◆ **TASK DETAILS**
Below is a listing; reproduce each line of it exactly.

◆ **DATASET CONTENT**
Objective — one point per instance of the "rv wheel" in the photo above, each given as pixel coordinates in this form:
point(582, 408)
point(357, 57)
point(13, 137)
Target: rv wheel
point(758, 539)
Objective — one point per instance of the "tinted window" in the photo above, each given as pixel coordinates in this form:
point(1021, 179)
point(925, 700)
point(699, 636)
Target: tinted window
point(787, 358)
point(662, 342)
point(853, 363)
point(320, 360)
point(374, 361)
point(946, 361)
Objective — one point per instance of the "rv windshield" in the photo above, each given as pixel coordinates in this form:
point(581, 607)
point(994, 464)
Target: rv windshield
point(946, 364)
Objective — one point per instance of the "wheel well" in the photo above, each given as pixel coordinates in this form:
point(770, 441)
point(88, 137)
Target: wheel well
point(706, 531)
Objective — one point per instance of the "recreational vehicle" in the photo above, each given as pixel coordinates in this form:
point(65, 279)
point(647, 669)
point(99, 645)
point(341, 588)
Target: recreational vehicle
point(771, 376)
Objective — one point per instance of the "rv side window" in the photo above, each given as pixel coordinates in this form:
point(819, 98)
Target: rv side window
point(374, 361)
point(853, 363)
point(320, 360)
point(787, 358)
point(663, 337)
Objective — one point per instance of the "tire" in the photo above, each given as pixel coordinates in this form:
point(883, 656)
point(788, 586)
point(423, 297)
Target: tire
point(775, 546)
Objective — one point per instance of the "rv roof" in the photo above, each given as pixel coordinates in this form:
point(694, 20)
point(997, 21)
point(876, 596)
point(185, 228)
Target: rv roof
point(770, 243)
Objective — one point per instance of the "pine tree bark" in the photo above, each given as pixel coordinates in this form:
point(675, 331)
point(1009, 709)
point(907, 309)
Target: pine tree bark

◆ **IN RESPONSE**
Objective — one point per instance of the "rv wheel" in the photo above, each given as pixel coordinates in this form:
point(582, 408)
point(357, 57)
point(13, 137)
Target: rv wheel
point(758, 539)
Objective — one point per instance of the "tinted window" in the photo above, each given as pixel coordinates in this form:
point(1021, 179)
point(925, 700)
point(699, 636)
Target: tinted window
point(787, 358)
point(662, 342)
point(853, 363)
point(320, 360)
point(374, 361)
point(946, 361)
Objective — one point per instance of the "rv windshield" in the photo above, each given as pixel coordinates in this form:
point(581, 607)
point(994, 464)
Target: rv windshield
point(946, 364)
Objective — one point per instance of the "wheel well" in the photo above, each given as pixel coordinates in this form:
point(770, 441)
point(88, 137)
Target: wheel well
point(706, 531)
Objective — one point per instance of the "recreational vehicle" in the photo above, each given as pixel coordinates in this form:
point(65, 279)
point(647, 669)
point(99, 645)
point(341, 588)
Target: recreational vehicle
point(771, 376)
Objective — one point per instance of the "rv side window" in the photo above, each given as pixel coordinates in this form:
point(819, 98)
Target: rv side window
point(374, 361)
point(853, 363)
point(320, 360)
point(787, 358)
point(663, 337)
Objective — one point per instance of the "tire" in the photo above, each given as pixel coordinates in this form:
point(883, 656)
point(788, 586)
point(423, 297)
Target: tire
point(775, 546)
Objective — one point per instance of the "rv roof" in the photo above, each given as pixel coordinates in this form:
point(694, 20)
point(997, 21)
point(876, 596)
point(185, 228)
Target: rv roof
point(770, 243)
Objective — one point per instance of the "pine tree bark" in the photo above, each given as pixel coordinates in this form:
point(675, 331)
point(1009, 709)
point(907, 309)
Target: pine tree bark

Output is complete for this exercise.